■ **Records to use**:
━━━━━━━━━━━━━━━━━━━━━━━━━━━━━━

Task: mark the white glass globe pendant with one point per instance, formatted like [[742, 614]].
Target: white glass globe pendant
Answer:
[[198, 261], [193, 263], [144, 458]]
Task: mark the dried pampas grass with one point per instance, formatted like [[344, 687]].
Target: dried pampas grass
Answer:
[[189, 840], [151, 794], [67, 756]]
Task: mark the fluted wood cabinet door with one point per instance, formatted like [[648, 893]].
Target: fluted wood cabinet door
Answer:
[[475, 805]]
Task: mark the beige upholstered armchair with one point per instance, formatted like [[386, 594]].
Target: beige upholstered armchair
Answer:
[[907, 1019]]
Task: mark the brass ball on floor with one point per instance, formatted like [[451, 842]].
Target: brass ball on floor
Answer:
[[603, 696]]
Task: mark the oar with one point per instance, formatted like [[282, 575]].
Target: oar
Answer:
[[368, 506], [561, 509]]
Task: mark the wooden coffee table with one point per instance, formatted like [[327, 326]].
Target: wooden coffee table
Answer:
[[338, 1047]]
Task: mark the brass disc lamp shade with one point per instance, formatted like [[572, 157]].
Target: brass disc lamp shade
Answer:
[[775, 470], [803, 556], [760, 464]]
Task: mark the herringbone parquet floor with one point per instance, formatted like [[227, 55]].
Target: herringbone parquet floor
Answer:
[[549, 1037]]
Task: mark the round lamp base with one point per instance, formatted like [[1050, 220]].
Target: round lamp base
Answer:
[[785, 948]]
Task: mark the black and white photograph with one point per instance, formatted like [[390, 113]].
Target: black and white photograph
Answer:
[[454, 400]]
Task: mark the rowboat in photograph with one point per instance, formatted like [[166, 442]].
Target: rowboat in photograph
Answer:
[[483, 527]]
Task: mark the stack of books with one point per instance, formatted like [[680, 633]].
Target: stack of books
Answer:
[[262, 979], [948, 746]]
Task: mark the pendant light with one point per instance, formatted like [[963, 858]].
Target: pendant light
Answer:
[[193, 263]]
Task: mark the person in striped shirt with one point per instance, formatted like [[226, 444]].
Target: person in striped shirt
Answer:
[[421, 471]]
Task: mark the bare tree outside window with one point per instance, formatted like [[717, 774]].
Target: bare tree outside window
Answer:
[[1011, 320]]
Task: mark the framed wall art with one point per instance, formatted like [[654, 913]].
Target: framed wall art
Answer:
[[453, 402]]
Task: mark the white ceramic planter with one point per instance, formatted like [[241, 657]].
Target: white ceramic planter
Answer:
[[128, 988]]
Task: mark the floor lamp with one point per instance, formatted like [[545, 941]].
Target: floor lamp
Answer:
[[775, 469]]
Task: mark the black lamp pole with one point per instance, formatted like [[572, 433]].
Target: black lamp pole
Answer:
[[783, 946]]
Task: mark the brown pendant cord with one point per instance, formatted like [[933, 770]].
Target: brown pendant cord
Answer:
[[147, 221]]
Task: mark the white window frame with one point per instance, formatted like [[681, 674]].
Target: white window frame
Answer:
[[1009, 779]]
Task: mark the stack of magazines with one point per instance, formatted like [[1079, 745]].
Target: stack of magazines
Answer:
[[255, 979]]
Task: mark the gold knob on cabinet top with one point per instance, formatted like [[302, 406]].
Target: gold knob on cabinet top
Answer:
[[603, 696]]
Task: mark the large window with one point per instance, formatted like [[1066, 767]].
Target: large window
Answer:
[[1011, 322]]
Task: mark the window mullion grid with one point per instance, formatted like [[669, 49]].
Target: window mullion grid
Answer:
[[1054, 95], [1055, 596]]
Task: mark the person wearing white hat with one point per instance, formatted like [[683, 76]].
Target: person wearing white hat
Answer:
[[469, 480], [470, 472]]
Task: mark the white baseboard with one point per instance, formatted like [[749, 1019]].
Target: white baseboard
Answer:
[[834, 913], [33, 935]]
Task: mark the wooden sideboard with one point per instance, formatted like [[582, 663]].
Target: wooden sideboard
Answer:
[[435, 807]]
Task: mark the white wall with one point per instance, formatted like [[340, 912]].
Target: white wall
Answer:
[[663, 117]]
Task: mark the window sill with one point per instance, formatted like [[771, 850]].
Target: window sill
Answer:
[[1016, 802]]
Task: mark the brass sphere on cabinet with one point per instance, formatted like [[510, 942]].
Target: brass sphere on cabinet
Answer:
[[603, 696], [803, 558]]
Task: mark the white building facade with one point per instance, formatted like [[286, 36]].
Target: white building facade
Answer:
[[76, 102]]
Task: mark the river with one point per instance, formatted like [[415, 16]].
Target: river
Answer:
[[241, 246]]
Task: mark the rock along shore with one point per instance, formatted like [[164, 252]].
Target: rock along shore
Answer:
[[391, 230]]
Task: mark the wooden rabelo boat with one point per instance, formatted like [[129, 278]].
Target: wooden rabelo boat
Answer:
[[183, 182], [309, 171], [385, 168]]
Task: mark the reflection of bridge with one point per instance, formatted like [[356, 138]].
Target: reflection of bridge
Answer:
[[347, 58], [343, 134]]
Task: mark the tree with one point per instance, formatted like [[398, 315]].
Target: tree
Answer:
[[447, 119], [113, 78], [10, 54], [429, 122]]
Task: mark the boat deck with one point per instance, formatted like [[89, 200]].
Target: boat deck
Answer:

━━━━━━━━━━━━━━━━━━━━━━━━━━━━━━

■ **Exercise objective**: Transcribe the data above in its entirety, exactly.

■ **Expected answer**:
Task: mark the white glass globe pendant with one point per instance, formatted like [[742, 614]].
Target: white glass globe pendant
Answer:
[[198, 261], [193, 263], [144, 458]]
Task: mark the dried pampas grass with one point per instance, formatted like [[344, 687]].
Target: dried pampas grass
Answer:
[[189, 840], [151, 794], [67, 756]]
Task: mark the fluted wood cabinet door with one point per instance, formatted like [[648, 893]].
Target: fluted wood cabinet door
Answer:
[[475, 805]]
Task: mark the beige upholstered armchair with one point per instance, formatted like [[386, 594]].
Target: beige upholstered armchair
Answer:
[[907, 1019]]
Task: mark the brass ball on floor with one point per instance, formatted like [[451, 842]].
Target: brass ball on floor
Answer:
[[603, 696]]
Task: mark the oar with one point per instance, formatted like [[282, 575]].
Target: oar
Answer:
[[368, 506], [561, 509]]
Task: mark the wooden coffee table with one point per instance, formatted like [[327, 326]].
Target: wooden coffee table
Answer:
[[338, 1047]]
Task: mark the brass disc lamp shade with one point per instance, formatted like [[572, 157]].
Target: brass disc lamp shade
Answer:
[[775, 470], [803, 556], [760, 464]]
Task: mark the herringbone parquet floor with one point per instance, formatted like [[227, 55]].
Target: herringbone parquet floor
Answer:
[[549, 1037]]
Task: mark the round lamp base with one point per instance, formatted like [[1050, 220]].
Target: round lamp base
Answer:
[[785, 948]]
Task: mark the black and white photograph with one point per instance, formatted like [[390, 113]].
Target: black and white photograph
Answer:
[[454, 400]]
Task: mark the rowboat in photograph with one point per instance, formatted like [[166, 442]].
Target: rowboat in photograph
Answer:
[[483, 527]]
Task: mark the stack of books with one point per instance, formatted like [[680, 633]].
Target: stack of books
Answer:
[[262, 979], [948, 746]]
Task: mark the pendant light with one point per instance, formatted like [[963, 858]].
Target: pendant light
Answer:
[[193, 263]]
Task: mark the person in striped shirt with one point per instance, formatted like [[226, 444]].
Target: person in striped shirt
Answer:
[[421, 471]]
Task: mark the bare tree outside window with one point per instance, formatted like [[717, 774]].
Target: bare tree outside window
Answer:
[[1011, 320]]
Task: mark the framed wall art with one point per instance, formatted like [[654, 913]].
Target: framed wall art
Answer:
[[453, 402]]
Task: mark the white ceramic planter with one point per instance, formatted like [[241, 657]].
Target: white ceramic planter
Answer:
[[128, 988]]
Task: mark the floor lamp with one point per instance, formatted like [[545, 941]].
Target: floor lamp
Answer:
[[775, 469]]
Task: mark the black lamp pole with one point per instance, formatted like [[572, 433]].
Target: black lamp pole
Answer:
[[783, 946]]
Task: mark the brown pendant cord with one point per instance, formatted like [[933, 770]].
Target: brown pendant cord
Answer:
[[147, 221]]
Task: mark the white window frame with one point per instance, formatted like [[681, 674]].
Target: white window frame
Answer:
[[1009, 779]]
Task: mark the stack of magazines with one point per instance, formatted like [[1079, 745]].
Target: stack of magazines
Answer:
[[255, 979]]
Task: mark the gold knob on cabinet top with one point per instance, formatted like [[302, 406]].
Target: gold knob on cabinet top
Answer:
[[603, 696]]
Task: mark the large window with one point per instance, formatted like [[1066, 767]].
Target: large window
Answer:
[[1011, 322]]
Task: mark the window mullion grid with one point per instance, formatted like [[669, 49]].
Target: window mullion grid
Answer:
[[1054, 95], [1055, 596]]
Task: mark the person wearing white hat with one point per instance, formatted like [[683, 76]].
Target: person wearing white hat
Answer:
[[469, 480], [470, 472]]
Task: mark the white baseboard with one point per instance, formatted like [[749, 1019]].
Target: white baseboard
Answer:
[[834, 913], [33, 935]]
Task: mark the wooden sideboard with one point per instance, formatted like [[582, 663]].
Target: wooden sideboard
Answer:
[[435, 807]]
Task: mark the white wall with one point per instance, formatted like [[340, 912]].
Target: white wall
Answer:
[[663, 117]]
Task: mark the window sill with one point per instance, formatted like [[771, 850]].
Target: window sill
Answer:
[[1016, 802]]
Task: mark the brass sphere on cabinet with one point per instance, formatted like [[510, 942]].
Target: brass sphere on cabinet
Answer:
[[603, 696], [803, 558]]
Task: mark the white building facade with one point per instance, formatted like [[286, 36]].
Target: white building facade
Answer:
[[76, 102]]
Task: mark the river with one point per instance, formatted like [[415, 16]].
Target: river
Answer:
[[241, 246]]
Task: mark the rock along shore with one point per instance, formatted like [[164, 252]].
Target: rock along shore
Answer:
[[391, 230]]
Task: mark the wooden rabelo boat with one point per instance, formatted like [[129, 278]].
Target: wooden rabelo boat
Answer:
[[183, 182], [309, 171], [385, 168]]
Task: mark the reflection of bridge with one point per instance, formatted like [[356, 138]].
Target: reflection of bridge
Answer:
[[347, 58], [343, 134]]
Task: mark the tree with one point per instance, formatted like [[398, 315]].
Target: tree
Answer:
[[447, 119], [113, 78], [10, 54], [429, 122]]
Task: mark the boat deck with one point per instance, formatted like [[89, 200]].
Target: boat deck
Answer:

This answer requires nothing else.